A Kivik, la cittadina sul Baltico nel sud est della Svezia dove trascorro questo scampolo di vacanza, è tutto un fare i bagagli. Le Volvo station wagon cariche di valige, muovono verso Stoccolma, Malmö, Lund. A Ferragosto tutto ricomincia. Da lunedì riaprono le scuole e si torna al lavoro. Parte anche la campagna elettorale: il 19 settembre gli svedesi votano e tutti i sondaggi prevedono la vittoria dei socialdemocratici. Jacob Wallenberg, erede della famiglia che controlla indirettamente circa la metà della borsa di Stoccolma (Ericsson, Abb, Electrolux, SAS fanno capo a Investor, la portaerei finanziaria del gruppo) teme una radicale svolta a sinistra e ha manifestato la preoccupazione sua e dei suoi pari.

────────────────────────────────────────

● **COMPITI DA SVOLGERE**
**1)** Rispondi a queste domande sul brano su Kivik.
(a) In quale giorno votano gli svedesi?
(b) Quale società viene definita la portaerei finanziaria del gruppo?
(c) Verso quali città si muovono le Volvo station wagon?
**2)** Riscrivi il brano su Kivik da "A Kivik, la" a "dei suoi pari.", mettendo "fine agosto" al posto di "Ferragosto".
**3)** Continua il brano su Kivik dopo la sua ultima frase.
I dati riportati qui hanno una provenienza diversa dal brano su Kivik.

────────────────────────────────────────

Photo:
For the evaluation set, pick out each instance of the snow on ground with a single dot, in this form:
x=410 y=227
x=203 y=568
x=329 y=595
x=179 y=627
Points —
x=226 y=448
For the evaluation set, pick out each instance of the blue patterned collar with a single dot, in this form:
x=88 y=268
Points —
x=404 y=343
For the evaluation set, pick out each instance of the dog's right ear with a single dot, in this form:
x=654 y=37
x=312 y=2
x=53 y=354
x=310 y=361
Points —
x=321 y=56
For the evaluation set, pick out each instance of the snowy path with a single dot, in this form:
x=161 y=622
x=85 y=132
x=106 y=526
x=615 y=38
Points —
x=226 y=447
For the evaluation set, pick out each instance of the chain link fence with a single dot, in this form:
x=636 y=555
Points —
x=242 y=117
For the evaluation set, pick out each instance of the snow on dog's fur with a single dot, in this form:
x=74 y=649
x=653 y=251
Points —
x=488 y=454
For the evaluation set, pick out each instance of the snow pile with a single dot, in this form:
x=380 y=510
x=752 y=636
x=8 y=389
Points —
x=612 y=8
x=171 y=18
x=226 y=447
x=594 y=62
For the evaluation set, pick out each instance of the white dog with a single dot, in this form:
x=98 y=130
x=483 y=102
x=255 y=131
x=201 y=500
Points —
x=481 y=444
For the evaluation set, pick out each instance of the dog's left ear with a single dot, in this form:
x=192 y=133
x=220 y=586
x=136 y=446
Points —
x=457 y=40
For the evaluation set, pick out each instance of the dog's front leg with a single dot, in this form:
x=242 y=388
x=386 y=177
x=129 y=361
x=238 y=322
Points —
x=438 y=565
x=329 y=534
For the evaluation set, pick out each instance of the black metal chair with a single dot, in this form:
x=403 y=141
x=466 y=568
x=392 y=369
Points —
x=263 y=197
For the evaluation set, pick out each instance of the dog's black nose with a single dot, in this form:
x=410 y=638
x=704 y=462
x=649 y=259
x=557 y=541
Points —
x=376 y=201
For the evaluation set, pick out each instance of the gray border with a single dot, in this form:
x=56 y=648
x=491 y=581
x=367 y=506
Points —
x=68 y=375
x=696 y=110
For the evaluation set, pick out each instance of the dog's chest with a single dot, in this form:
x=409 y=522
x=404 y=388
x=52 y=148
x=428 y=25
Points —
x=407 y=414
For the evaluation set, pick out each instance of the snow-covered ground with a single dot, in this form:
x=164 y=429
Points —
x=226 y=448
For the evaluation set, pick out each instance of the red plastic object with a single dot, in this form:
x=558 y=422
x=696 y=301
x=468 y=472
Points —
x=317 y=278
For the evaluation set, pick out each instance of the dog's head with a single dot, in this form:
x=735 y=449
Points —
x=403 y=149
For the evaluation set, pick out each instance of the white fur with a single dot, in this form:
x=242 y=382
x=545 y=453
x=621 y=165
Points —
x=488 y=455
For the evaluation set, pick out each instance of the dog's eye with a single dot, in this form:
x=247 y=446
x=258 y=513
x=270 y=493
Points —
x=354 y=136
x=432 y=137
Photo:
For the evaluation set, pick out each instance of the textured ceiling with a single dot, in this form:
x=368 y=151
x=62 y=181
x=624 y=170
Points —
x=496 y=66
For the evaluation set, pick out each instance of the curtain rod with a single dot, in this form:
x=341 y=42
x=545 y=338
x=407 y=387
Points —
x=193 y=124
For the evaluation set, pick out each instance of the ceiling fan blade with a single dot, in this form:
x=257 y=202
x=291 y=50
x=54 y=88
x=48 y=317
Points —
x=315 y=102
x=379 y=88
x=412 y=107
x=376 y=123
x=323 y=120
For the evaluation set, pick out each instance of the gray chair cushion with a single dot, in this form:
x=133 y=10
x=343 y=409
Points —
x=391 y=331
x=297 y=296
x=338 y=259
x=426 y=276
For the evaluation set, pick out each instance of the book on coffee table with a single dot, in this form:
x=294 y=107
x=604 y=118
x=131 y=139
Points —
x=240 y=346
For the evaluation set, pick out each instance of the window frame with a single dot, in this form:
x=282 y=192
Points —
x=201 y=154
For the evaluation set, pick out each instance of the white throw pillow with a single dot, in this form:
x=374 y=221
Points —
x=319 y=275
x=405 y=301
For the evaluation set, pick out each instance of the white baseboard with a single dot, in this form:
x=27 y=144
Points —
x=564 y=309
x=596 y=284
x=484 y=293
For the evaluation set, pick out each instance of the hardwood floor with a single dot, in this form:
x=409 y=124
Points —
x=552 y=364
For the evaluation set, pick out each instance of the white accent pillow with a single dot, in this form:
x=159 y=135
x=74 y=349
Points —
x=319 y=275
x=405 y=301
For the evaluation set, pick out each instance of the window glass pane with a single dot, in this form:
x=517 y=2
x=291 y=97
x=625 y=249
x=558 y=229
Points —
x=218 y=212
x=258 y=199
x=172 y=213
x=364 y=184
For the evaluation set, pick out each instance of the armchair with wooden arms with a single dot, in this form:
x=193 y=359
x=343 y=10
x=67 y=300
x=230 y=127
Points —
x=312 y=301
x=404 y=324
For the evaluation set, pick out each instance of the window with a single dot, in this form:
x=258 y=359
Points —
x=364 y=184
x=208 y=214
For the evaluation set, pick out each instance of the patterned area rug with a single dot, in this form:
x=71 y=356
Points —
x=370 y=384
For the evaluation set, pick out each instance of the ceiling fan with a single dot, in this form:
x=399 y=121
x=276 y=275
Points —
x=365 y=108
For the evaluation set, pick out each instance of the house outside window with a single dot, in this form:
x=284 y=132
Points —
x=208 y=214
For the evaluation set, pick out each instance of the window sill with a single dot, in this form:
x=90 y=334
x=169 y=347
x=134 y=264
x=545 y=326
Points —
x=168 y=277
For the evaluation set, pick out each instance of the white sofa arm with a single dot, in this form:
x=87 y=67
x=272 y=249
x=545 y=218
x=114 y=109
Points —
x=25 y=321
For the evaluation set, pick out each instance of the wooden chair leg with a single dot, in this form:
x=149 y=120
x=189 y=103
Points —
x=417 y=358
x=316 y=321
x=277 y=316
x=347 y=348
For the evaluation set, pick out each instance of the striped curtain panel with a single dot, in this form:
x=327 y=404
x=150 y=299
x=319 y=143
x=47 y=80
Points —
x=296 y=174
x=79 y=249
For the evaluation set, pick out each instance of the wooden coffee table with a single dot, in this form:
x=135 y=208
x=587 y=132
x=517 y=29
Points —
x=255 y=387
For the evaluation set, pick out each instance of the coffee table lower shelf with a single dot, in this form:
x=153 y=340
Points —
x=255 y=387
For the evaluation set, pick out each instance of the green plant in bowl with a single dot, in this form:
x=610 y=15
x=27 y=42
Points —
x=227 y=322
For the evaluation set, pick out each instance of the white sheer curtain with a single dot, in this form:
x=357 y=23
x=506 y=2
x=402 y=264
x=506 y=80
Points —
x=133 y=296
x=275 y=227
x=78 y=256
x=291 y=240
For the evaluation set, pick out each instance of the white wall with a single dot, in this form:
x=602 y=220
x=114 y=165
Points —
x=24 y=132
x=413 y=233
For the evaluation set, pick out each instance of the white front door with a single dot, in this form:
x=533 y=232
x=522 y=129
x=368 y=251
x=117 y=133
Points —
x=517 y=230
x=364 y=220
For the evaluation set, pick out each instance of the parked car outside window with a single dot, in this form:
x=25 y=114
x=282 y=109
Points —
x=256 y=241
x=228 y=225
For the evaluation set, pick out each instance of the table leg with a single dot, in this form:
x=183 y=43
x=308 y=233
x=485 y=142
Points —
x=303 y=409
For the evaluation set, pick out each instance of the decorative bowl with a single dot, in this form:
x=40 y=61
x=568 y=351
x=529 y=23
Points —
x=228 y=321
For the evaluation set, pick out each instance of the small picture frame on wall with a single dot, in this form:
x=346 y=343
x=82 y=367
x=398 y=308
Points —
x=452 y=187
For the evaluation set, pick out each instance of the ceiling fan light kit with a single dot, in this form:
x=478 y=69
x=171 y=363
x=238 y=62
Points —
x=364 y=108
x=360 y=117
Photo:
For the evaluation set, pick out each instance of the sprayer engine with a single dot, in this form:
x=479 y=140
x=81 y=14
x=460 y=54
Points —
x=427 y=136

────────────────────────────────────────

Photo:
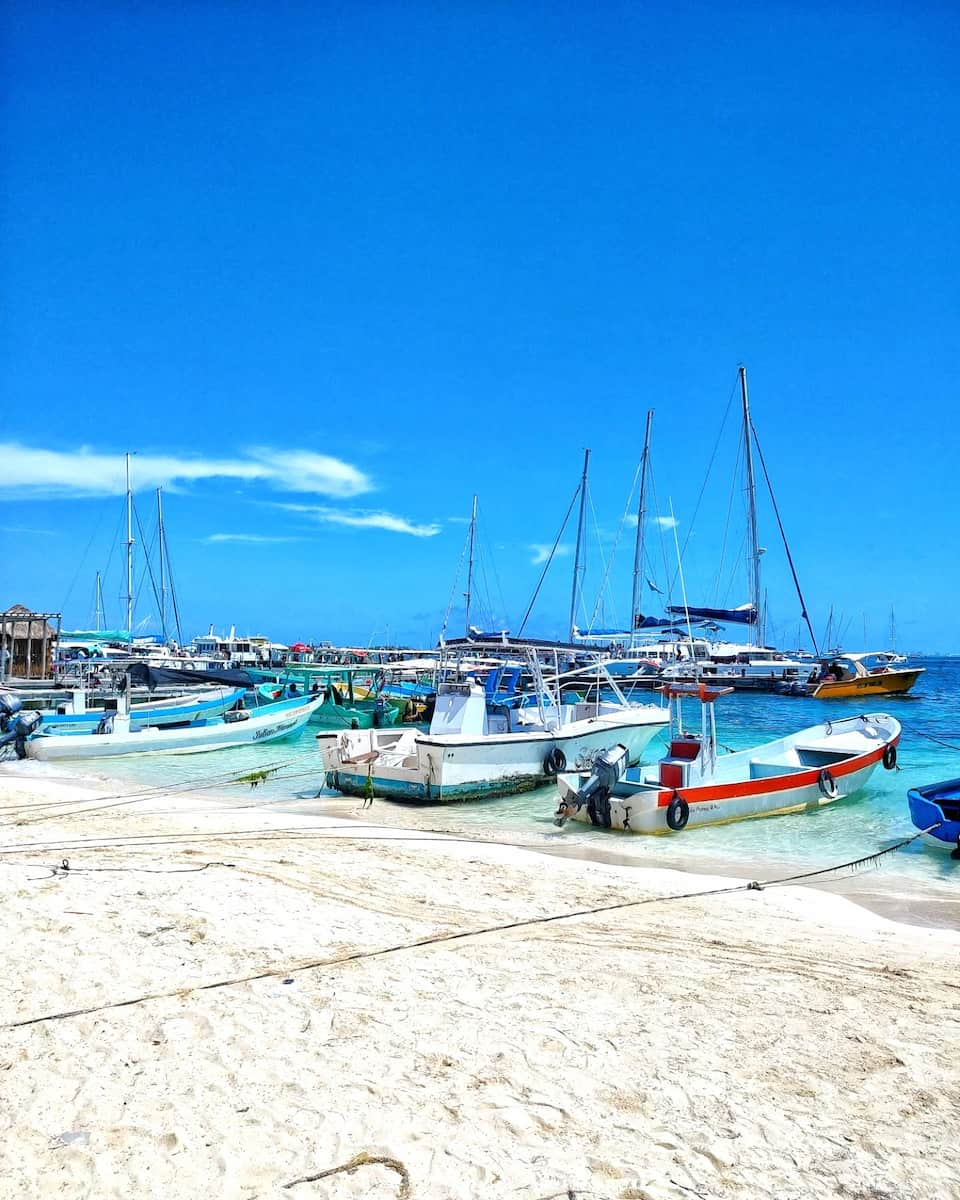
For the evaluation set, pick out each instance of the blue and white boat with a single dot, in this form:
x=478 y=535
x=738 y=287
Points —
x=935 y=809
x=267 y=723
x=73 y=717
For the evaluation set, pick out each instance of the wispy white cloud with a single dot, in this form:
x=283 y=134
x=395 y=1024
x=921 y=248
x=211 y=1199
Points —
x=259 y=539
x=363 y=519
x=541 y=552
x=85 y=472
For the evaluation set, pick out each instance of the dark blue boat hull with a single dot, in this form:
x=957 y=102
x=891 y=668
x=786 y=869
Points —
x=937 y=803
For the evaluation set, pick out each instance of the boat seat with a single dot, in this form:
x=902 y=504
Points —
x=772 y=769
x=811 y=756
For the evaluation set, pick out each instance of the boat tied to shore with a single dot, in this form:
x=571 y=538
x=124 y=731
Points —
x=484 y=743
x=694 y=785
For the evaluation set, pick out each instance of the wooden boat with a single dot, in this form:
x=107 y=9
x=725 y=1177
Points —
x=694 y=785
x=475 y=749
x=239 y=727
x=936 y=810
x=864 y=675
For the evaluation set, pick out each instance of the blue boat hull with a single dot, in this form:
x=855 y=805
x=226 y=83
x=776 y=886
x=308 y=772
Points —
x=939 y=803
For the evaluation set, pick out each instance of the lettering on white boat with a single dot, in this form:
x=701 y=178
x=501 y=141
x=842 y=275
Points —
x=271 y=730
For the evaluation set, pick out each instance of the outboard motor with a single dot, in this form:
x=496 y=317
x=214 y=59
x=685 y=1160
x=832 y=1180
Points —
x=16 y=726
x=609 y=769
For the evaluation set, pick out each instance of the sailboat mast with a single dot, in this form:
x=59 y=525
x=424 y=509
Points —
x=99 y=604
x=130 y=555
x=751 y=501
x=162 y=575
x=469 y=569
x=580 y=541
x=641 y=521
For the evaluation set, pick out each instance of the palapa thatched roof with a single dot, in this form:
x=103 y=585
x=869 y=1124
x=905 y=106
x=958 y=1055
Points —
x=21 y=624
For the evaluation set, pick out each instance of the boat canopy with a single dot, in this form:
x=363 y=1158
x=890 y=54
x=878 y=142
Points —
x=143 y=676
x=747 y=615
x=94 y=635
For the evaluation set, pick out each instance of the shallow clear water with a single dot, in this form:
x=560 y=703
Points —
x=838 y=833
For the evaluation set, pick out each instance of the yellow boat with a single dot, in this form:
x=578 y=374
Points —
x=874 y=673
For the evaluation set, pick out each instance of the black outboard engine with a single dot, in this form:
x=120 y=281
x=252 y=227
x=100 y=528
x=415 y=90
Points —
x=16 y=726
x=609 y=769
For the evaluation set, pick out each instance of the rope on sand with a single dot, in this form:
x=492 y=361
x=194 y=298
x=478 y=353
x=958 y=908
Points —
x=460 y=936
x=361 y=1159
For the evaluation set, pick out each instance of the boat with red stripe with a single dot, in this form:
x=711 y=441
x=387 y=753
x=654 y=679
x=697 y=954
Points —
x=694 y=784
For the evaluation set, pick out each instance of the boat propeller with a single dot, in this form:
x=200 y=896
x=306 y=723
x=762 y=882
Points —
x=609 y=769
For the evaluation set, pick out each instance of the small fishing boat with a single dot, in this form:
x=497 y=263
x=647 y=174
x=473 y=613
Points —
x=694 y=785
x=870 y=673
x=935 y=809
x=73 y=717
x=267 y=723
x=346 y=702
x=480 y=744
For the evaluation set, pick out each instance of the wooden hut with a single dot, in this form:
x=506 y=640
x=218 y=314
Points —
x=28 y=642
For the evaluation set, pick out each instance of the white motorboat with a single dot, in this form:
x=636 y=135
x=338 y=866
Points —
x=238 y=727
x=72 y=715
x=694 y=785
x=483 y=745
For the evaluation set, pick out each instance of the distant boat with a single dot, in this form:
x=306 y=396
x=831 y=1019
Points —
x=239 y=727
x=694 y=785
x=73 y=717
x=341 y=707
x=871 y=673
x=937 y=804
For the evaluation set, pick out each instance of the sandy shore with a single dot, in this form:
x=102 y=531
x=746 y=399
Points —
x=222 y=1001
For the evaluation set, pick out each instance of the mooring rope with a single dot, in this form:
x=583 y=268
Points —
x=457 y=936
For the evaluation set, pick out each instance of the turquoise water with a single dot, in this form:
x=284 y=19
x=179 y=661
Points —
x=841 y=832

────────────────────────────────────────

● **RISULTATI PER COMPITO**
**1)**
(a) Il 19 settembre.
(b) Investor.
(c) Verso Stoccolma, Malmö e Lund.

**2)**
A Kivik, la cittadina sul Baltico nel sud est della Svezia dove trascorro questo scampolo di vacanza, è tutto un fare i bagagli. Le Volvo station wagon cariche di valige, muovono verso Stoccolma, Malmö, Lund. A fine agosto tutto ricomincia. Da lunedì riaprono le scuole e si torna al lavoro. Parte anche la campagna elettorale: il 19 settembre gli svedesi votano e tutti i sondaggi prevedono la vittoria dei socialdemocratici. Jacob Wallenberg, erede della famiglia che controlla indirettamente circa la metà della borsa di Stoccolma (Ericsson, Abb, Electrolux, SAS fanno capo a Investor, la portaerei finanziaria del gruppo) teme una radicale svolta a sinistra e ha manifestato la preoccupazione sua e dei suoi pari.

**3)**
La coalizione moderata guidata da Frederik Reinfeldt non ha governato male, anzi ha assicurato a lungo un buon tasso di crescita mentre il resto d’Europa era in crisi nera (l’unico grave scivolone è colpa della banca centrale che ha rialzato i tassi lo scorso anno), ha aperto e modernizzato un welfare state ansimante, dove il tutto pubblico ha ridotto l’efficienza, appesantito i costi, abbassato il livello dei servizi, a cominciare dall’istruzione. Il sistema sanitario misto sperimentato a Stoccolma funziona, le cosiddette “free school” (sempre statali, ma autonome) hanno attratto gli insegnanti e gli studenti migliori. Però, dopo otto anni e due mandati, gli svedesi vogliono cambiare.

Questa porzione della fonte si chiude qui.